_FRAGMENT TEKSTU:_

Tak samo - slychac że pracuje tak jak pralka. Od mojej zmywarki glosniejsza. ... @Aga85 , wiesz ja zostawiam pranie i w ralce i w suszarcze, ja po tych kilku godzinach nie czuje smrodu zadnego.
U nas w bloku jakoś ten szum suszarki umyka, więc nie powiedziałabym, źe jest głośna. Mój ulubiońy sprzęt AGD. Zaraz po pralce wyświetlacz czasu fajna sprawa, dźwiękowe info o końcu programu też - tylko żeby się dało wyłączać ( w naszej pralce się nie da i czasem pika i pika bezsensu zanim samo przestanie).

_PODANE INFORMACJE:_
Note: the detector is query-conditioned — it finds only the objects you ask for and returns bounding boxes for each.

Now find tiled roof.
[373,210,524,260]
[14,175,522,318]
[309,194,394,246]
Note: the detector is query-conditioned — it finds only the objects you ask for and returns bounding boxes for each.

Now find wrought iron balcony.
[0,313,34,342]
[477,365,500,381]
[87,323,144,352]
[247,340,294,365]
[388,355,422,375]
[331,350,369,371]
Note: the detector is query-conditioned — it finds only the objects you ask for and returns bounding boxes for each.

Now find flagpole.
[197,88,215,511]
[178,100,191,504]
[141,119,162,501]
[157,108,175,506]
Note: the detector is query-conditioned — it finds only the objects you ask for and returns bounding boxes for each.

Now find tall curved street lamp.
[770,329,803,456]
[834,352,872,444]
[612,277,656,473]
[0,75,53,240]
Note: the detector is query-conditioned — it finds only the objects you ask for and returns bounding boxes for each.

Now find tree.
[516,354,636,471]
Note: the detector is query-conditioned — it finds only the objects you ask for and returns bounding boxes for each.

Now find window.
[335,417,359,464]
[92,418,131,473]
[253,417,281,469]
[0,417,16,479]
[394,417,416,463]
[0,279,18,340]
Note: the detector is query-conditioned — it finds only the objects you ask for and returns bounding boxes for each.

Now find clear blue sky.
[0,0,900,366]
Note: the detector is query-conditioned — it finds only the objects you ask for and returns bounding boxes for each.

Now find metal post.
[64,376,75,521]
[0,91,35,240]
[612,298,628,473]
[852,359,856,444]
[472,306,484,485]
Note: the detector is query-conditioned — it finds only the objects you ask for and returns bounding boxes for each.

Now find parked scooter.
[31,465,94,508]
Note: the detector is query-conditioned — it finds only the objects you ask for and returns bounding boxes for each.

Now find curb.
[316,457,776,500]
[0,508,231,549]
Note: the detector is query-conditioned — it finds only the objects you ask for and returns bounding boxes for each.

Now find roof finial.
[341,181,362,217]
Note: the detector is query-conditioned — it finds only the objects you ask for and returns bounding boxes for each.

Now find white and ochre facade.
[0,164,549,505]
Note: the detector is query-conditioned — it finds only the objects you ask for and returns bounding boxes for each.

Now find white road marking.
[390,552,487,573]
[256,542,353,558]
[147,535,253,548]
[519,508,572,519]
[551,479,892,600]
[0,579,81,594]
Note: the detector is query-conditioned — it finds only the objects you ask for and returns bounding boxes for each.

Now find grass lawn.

_ZADANIA PISEMNE:_
1. Czego, według tekstu o suszarce, nie da się wyłączyć w pralce osoby piszącej?
2. Dopisz dalszy ciąg tekstu o suszarce, zaczynając po jego ostatnim zdaniu.

_ODPOWIEDZI:_
1. Dźwiękowej informacji o końcu programu.

2.
Suszarkę mamy. Super jest, nie grzeje, nie hałasuje. Tylko - pranie po suszeniu nie jest pachnące, tylko takie lekko ściereczkowe w zapachu. Dla koszulek i pościeli to tak nie bardzo. Zmieniłam płyn do prania, bo Lidlowy zrobił się nie do przyjęcia (myślałam, że pranie mi brzydko pachnie z powodu starej pralki, a okazało się, że nowej pralce, którą też musiałam teraz kupić, jest to samo - czyli płyn jest do niczego). Ale o ile to mokre pranie jest ok, to wyjęte z suszarki już nie do końca. Co można dać by pranie było przyjemne? Jakieś olejki zapachowe? Płynów do płukania nie używam, bo nie lubię zbędnej chemii.
Kurczę, a u mnie pranie ma normalny zapach, żaden ścierkowy czy inny dziwny ( a jestem dość wyczulona na zapachy). Nie mam pojęcia z czego to może wynikać...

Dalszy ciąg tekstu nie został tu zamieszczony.